## WHAT YOU NEED TO DO
A – In the patch discussion, what does Mike Mitchell bet is being leaked on every timeout?
B – List every distinct name containing a double colon (::) that appears in the patch discussion.
C – Reproduce the patch discussion word for word, between "Re: [PATCH] Move" and "on every timeout.", inclusive.

## GIVEN TEXT
━━━━━━━━

Re: [PATCH] Move timeout handling from ConnOpener::connect to ConnOpener::timeout

From: Alex Rousskov <rousskov_at_measurement-factory.com>
Date: Mon, 14 Jan 2013 15:09:33 -0700

On 01/14/2013 02:01 PM, Mike Mitchell wrote:
> Check your memory usage. I'll bet you're leaking a ConnOpener object
> on every timeout.
>
> You'll need something like
>
> // wipe out the InProgressConnectRetry write handler
> if (temporaryFd_ >= 0) {
> fde *F = &fd_table[temporaryFd_];
> if (F->write_handler == Comm::ConnOpener::InProgressConnectRetry && F->write_data != NULL) {
> Pointer *ptr = static_cast<Pointer*>(F->write_data);
> Comm::SetSelect(temporaryFd_, COMM_SELECT_WRITE, NULL, NULL, 0);
> delete ptr;
> }
>
> added to your ConnOpener::timeout() function.

Not exactly. When we timed out, we need to close the temporary FD and
start from scratch. Here is the relevant part of the sketch I referred
to earlier:

>> On 11.09.2012 03:06, Alex Rousskov wrote:
>>>>> Here is the sketch for connect retries on failures, as I see it:
>>>>>
>>>>> default:
>>>>> ++failRetries_; // TODO: rename to failedTries
>>>>>
>>>>> // we failed and have to start from scratch
>>>>> ... close the temporary socket ...

━━━━━━━━

## ITEMS
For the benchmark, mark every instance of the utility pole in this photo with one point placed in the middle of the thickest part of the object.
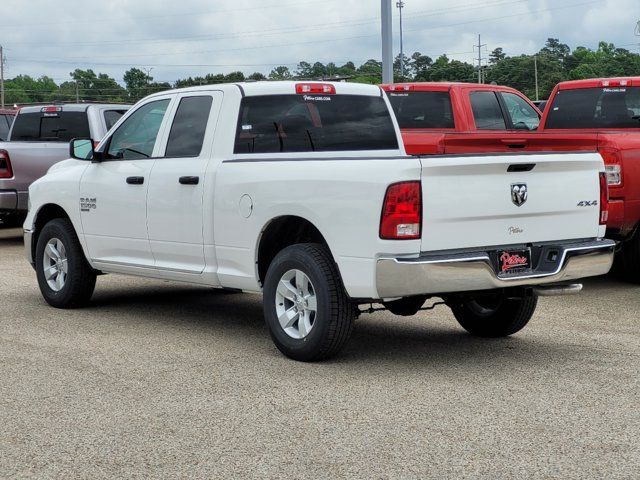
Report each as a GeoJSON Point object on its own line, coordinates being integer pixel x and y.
{"type": "Point", "coordinates": [535, 71]}
{"type": "Point", "coordinates": [480, 45]}
{"type": "Point", "coordinates": [1, 77]}
{"type": "Point", "coordinates": [400, 5]}
{"type": "Point", "coordinates": [387, 42]}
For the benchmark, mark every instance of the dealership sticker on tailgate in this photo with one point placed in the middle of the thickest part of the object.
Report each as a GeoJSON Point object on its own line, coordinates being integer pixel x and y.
{"type": "Point", "coordinates": [514, 262]}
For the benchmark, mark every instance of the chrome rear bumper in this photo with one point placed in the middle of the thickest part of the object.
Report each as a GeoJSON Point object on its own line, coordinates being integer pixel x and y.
{"type": "Point", "coordinates": [469, 271]}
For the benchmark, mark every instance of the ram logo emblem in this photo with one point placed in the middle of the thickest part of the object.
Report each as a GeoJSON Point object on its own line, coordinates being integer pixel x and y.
{"type": "Point", "coordinates": [519, 194]}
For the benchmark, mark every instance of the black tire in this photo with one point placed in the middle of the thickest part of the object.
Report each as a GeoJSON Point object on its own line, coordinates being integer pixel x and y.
{"type": "Point", "coordinates": [80, 278]}
{"type": "Point", "coordinates": [495, 315]}
{"type": "Point", "coordinates": [628, 259]}
{"type": "Point", "coordinates": [333, 321]}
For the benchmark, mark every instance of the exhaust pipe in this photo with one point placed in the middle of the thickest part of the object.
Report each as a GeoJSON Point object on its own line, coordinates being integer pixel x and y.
{"type": "Point", "coordinates": [554, 290]}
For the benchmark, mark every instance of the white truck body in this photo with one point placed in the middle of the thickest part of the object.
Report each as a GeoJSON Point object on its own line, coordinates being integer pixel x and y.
{"type": "Point", "coordinates": [210, 232]}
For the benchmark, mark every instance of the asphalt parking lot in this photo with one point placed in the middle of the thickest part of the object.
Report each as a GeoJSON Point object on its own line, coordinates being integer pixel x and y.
{"type": "Point", "coordinates": [159, 379]}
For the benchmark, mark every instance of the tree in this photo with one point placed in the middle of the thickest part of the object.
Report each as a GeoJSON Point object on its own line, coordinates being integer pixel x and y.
{"type": "Point", "coordinates": [257, 76]}
{"type": "Point", "coordinates": [280, 73]}
{"type": "Point", "coordinates": [496, 55]}
{"type": "Point", "coordinates": [137, 83]}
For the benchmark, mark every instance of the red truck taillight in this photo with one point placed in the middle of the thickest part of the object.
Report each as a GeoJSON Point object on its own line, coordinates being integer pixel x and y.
{"type": "Point", "coordinates": [402, 212]}
{"type": "Point", "coordinates": [604, 199]}
{"type": "Point", "coordinates": [5, 165]}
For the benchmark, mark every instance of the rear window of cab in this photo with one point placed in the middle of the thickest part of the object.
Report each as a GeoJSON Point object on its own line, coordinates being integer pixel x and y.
{"type": "Point", "coordinates": [597, 107]}
{"type": "Point", "coordinates": [314, 123]}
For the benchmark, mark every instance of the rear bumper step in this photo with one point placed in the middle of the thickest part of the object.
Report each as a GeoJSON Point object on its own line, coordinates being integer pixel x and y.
{"type": "Point", "coordinates": [462, 272]}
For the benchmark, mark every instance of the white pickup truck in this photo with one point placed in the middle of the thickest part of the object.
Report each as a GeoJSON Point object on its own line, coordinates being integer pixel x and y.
{"type": "Point", "coordinates": [303, 191]}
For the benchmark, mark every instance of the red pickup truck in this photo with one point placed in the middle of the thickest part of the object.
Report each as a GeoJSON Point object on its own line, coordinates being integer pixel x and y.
{"type": "Point", "coordinates": [581, 115]}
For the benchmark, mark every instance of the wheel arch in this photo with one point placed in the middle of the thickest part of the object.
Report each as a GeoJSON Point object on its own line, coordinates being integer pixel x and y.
{"type": "Point", "coordinates": [281, 232]}
{"type": "Point", "coordinates": [45, 214]}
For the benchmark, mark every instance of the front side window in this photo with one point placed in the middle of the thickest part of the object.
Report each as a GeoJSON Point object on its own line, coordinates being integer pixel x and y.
{"type": "Point", "coordinates": [523, 116]}
{"type": "Point", "coordinates": [59, 126]}
{"type": "Point", "coordinates": [487, 113]}
{"type": "Point", "coordinates": [189, 126]}
{"type": "Point", "coordinates": [136, 137]}
{"type": "Point", "coordinates": [314, 123]}
{"type": "Point", "coordinates": [422, 109]}
{"type": "Point", "coordinates": [602, 107]}
{"type": "Point", "coordinates": [112, 116]}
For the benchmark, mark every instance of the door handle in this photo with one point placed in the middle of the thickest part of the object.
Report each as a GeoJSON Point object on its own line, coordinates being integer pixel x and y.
{"type": "Point", "coordinates": [514, 142]}
{"type": "Point", "coordinates": [135, 180]}
{"type": "Point", "coordinates": [189, 180]}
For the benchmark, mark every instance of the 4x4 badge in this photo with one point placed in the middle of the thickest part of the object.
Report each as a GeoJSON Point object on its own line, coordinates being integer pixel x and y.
{"type": "Point", "coordinates": [518, 193]}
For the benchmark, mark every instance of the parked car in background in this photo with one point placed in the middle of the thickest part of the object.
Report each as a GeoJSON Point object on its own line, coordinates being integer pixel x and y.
{"type": "Point", "coordinates": [461, 117]}
{"type": "Point", "coordinates": [40, 138]}
{"type": "Point", "coordinates": [583, 115]}
{"type": "Point", "coordinates": [6, 120]}
{"type": "Point", "coordinates": [303, 190]}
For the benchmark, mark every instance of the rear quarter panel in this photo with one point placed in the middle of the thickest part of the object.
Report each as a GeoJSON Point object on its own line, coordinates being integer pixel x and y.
{"type": "Point", "coordinates": [341, 197]}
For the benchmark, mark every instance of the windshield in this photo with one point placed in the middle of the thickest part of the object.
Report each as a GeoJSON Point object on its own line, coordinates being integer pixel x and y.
{"type": "Point", "coordinates": [603, 107]}
{"type": "Point", "coordinates": [422, 109]}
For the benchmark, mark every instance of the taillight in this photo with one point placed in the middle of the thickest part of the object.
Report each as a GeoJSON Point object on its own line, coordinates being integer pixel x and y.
{"type": "Point", "coordinates": [323, 88]}
{"type": "Point", "coordinates": [612, 166]}
{"type": "Point", "coordinates": [604, 199]}
{"type": "Point", "coordinates": [402, 212]}
{"type": "Point", "coordinates": [5, 165]}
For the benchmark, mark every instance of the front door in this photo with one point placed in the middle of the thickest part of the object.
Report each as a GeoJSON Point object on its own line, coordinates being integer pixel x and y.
{"type": "Point", "coordinates": [114, 191]}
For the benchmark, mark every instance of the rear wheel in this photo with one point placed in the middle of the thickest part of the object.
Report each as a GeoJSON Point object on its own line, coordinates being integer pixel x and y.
{"type": "Point", "coordinates": [65, 278]}
{"type": "Point", "coordinates": [309, 314]}
{"type": "Point", "coordinates": [494, 315]}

━━━━━━━━

## SET OF ANSWERS
A – A ConnOpener object.

B –
ConnOpener::connect
ConnOpener::timeout
Comm::ConnOpener::InProgressConnectRetry
Comm::SetSelect

C –
Re: [PATCH] Move timeout handling from ConnOpener::connect to ConnOpener::timeout

From: Alex Rousskov <rousskov_at_measurement-factory.com>
Date: Mon, 14 Jan 2013 15:09:33 -0700

On 01/14/2013 02:01 PM, Mike Mitchell wrote:
> Check your memory usage. I'll bet you're leaking a ConnOpener object
> on every timeout.